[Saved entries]
*** Begin section ***
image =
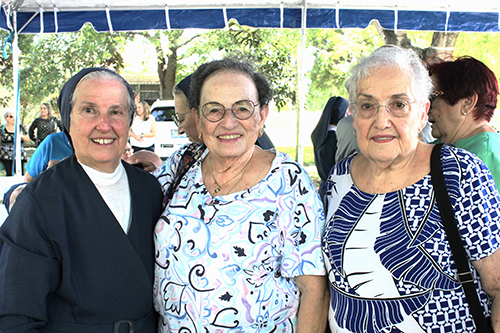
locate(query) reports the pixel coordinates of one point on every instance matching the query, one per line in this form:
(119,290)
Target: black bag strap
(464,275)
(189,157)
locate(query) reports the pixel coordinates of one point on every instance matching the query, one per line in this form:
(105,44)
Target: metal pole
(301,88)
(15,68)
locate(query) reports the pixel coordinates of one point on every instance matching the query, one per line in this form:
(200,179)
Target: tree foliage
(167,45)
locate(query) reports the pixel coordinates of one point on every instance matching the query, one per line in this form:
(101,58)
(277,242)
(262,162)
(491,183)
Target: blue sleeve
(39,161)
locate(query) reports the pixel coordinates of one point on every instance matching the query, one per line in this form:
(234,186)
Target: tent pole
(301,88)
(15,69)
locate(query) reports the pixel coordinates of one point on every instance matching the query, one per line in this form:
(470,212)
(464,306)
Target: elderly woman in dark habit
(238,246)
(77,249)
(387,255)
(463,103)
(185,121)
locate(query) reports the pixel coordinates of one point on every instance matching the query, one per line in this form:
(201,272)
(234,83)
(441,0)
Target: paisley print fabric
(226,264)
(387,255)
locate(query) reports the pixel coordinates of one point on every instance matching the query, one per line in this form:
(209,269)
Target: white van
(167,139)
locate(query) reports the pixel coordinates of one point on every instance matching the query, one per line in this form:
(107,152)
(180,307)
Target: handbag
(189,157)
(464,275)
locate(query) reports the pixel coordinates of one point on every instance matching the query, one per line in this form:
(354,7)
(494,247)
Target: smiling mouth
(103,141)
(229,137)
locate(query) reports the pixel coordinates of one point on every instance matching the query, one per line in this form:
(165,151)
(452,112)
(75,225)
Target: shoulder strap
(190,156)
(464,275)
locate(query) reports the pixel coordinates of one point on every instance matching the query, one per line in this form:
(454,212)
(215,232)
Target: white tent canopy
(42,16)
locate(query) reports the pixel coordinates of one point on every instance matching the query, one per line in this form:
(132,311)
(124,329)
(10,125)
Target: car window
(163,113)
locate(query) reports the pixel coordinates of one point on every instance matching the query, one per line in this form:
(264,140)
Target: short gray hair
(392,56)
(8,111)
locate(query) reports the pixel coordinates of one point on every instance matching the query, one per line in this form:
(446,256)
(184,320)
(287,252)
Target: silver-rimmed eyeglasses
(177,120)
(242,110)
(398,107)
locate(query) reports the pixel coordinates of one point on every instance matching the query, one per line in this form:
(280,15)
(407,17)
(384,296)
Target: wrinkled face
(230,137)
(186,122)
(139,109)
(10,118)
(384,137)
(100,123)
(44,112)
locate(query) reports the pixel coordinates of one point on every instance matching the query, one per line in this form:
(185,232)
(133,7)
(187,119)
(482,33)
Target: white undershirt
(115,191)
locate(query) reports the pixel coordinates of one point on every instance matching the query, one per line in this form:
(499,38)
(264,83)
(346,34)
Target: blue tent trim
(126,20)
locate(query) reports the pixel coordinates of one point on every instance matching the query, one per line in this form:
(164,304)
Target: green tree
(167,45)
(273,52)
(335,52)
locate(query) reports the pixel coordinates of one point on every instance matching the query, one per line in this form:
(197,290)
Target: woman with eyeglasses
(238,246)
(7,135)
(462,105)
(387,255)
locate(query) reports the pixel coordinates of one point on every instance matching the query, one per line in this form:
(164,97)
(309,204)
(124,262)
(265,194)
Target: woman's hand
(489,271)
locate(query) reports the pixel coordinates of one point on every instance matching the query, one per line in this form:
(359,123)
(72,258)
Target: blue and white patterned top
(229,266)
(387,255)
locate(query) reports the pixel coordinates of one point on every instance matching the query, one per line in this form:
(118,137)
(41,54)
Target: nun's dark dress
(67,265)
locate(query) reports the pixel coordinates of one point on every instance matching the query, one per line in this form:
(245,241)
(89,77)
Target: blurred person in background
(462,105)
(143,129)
*** End section ***
• What to produce
Output the lines above in full and exactly. Leave out every picture.

• Answer box
image =
locate(query) reports the pixel coordinates of one point on every instance matching the query, one per line in this form:
(119,290)
Target: black bag strap
(464,275)
(189,157)
locate(query) reports the pixel coordinates of one point on every instance matching the query, one per line in this form:
(105,44)
Target: metal pole
(301,88)
(15,68)
locate(query) reports the pixel coordinates of one point on every instance matching the query, one per line in this form:
(200,179)
Target: tree foliage
(167,45)
locate(query) reports the pixel coordinates of one point on every instance matching the query, one per line in this form:
(101,58)
(277,242)
(262,162)
(491,183)
Target: blue sleeve
(39,161)
locate(query) reports the pixel coordinates of one point on every instance matching the query, one per line in this form:
(234,186)
Target: tent pole
(301,88)
(15,69)
locate(query) reports the pixel coordinates of one point on every instance matching the query, one per line in this form:
(470,212)
(464,306)
Target: elderly woman in dark habit
(238,246)
(77,249)
(387,255)
(463,103)
(185,121)
locate(query) reports the pixel coordinates of one point on every instance matching the query, one per line in this form:
(201,272)
(234,83)
(441,0)
Target: paisley print fabric
(226,264)
(387,255)
locate(query) reports the pixel coordinates of one point on every instance matching the query, one per line in this form:
(209,269)
Target: white van
(167,139)
locate(query) reports the pixel coordinates of one point on every instance matching the query, one per line in this form:
(107,152)
(180,307)
Target: handbag
(189,157)
(464,275)
locate(query) reports the pixel coordinates of one point on every instance matching the query, one per line in this form:
(354,7)
(494,247)
Target: smiling mouth
(103,141)
(229,137)
locate(query) reports the pixel coordinates of one point on every instance matching the query, one per line in this form:
(165,151)
(452,112)
(75,225)
Target: shoulder strap
(190,156)
(464,275)
locate(query) reports the pixel coordinates of one point on every instance matching the query, one per line in this form:
(454,212)
(215,232)
Target: white tent canopy
(42,16)
locate(query) reports the pixel coordinates of one point on every instance matching the query, one per line in this form:
(132,311)
(124,329)
(10,125)
Target: car window
(163,113)
locate(query) reports the pixel coordinates of one point on every instance matching the query, one per line in this form:
(264,140)
Target: short gray hair
(392,56)
(8,111)
locate(query) reports the pixel coordinates of one point on every instance matching the query, one per line in this form:
(446,256)
(184,320)
(287,252)
Target: silver-rimmed eyeglasses
(177,120)
(242,110)
(398,107)
locate(query) reports the pixel coordinates of one point on every instance matching the query, one per line in this form:
(280,15)
(407,17)
(384,296)
Target: wrinkled face
(230,137)
(186,122)
(139,109)
(10,118)
(384,137)
(100,123)
(44,112)
locate(query) reports the pixel coordinates of one point on every instance matching the query, one per line in this form:
(185,232)
(133,7)
(187,119)
(482,33)
Target: white undershirt
(115,191)
locate(query) reports the pixel coordinates of one point on every instance matching the query, one per line in this form:
(499,38)
(264,83)
(346,34)
Target: blue tent trim
(126,20)
locate(query) reports the pixel coordinates of one point on every instance matching the query, one per line in this form:
(164,304)
Target: green tree
(167,45)
(273,52)
(335,52)
locate(query) reports the pixel coordinates of one point on every instance matching the query, one per line in this form:
(197,290)
Target: woman with eyeglasses
(238,246)
(7,135)
(462,105)
(387,255)
locate(query) reports the pixel coordinates of one point on every instance matching the query, one per line in this form:
(164,97)
(309,204)
(124,262)
(265,194)
Target: woman's hand
(489,271)
locate(query) reports the pixel coordinates of one point on every instance matching the query, one per line in this form:
(359,123)
(72,258)
Target: blue and white patterned top
(229,266)
(387,255)
locate(query) reports the pixel coordinates of one point on every instance matching the query, one per line in this form:
(118,137)
(41,54)
Target: nun's dark dress
(67,265)
locate(query) reports the pixel coordinates of one point on every instance matching the query, one per line in this form:
(245,241)
(89,77)
Target: blurred person in background
(462,105)
(143,129)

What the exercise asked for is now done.